YOUR TASKS:
1. From the Natasha Bertrand article, pull out word for word the passage that begins with the words containing "Early life and" and ends with "News and MSNBC.".
2. According to the Natasha Bertrand article, when did she join The Atlantic as a staff writer?

DOCUMENT:

Natasha Bertrand (; born May 12, 1992) is an American journalist who is a White House reporter for CNN covering national security.

Early life and career 
Bertrand attended Vassar College and the London School of Economics, where she double-majored in political science and philosophy and graduated in 2014.

Bertrand began her career at Business Insider as an intern in 2014 before being appointed as a political correspondent mainly covering US foreign policy and national security. During her time at Business Insider she also reported on the Steele dossier. American journalist Erik Wemple criticised Bertrand and wrote that she gave undue credibility to the dossier.

She joined The Atlantic as a staff writer in February 2018; shortly thereafter, was named a political analyst for NBC News and MSNBC.

Bertrand became a national security correspondent for Politico in 2019. She was among the writers covering the US intelligence community and the impeachment inquiry against Donald Trump.

MATERIAL:

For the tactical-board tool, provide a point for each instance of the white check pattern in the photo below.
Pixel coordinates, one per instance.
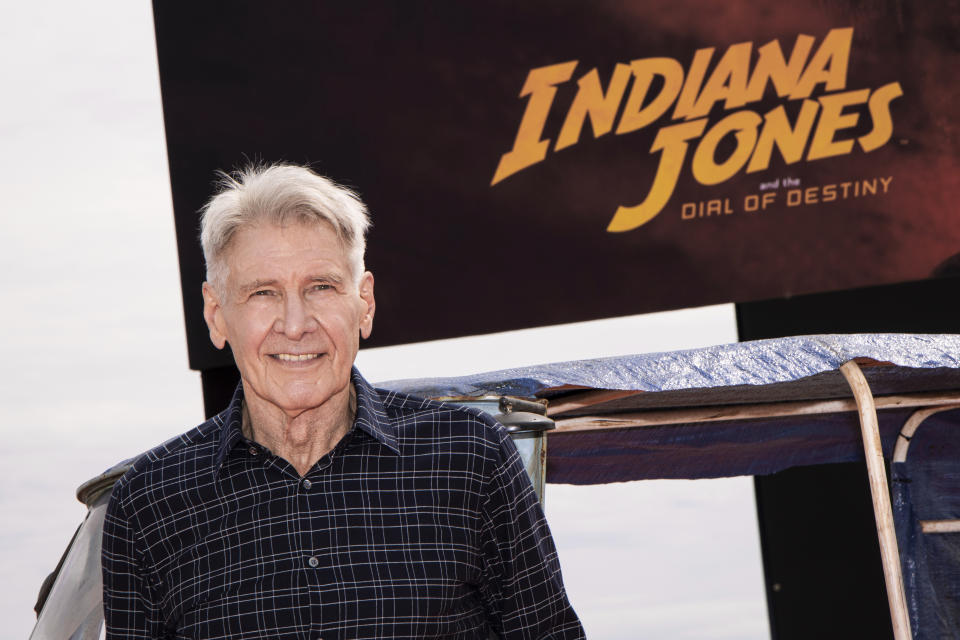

SET OF ANSWERS:
1.
Early life and career 
Bertrand attended Vassar College and the London School of Economics, where she double-majored in political science and philosophy and graduated in 2014.

Bertrand began her career at Business Insider as an intern in 2014 before being appointed as a political correspondent mainly covering US foreign policy and national security. During her time at Business Insider she also reported on the Steele dossier. American journalist Erik Wemple criticised Bertrand and wrote that she gave undue credibility to the dossier.

She joined The Atlantic as a staff writer in February 2018; shortly thereafter, was named a political analyst for NBC News and MSNBC.

2. February 2018.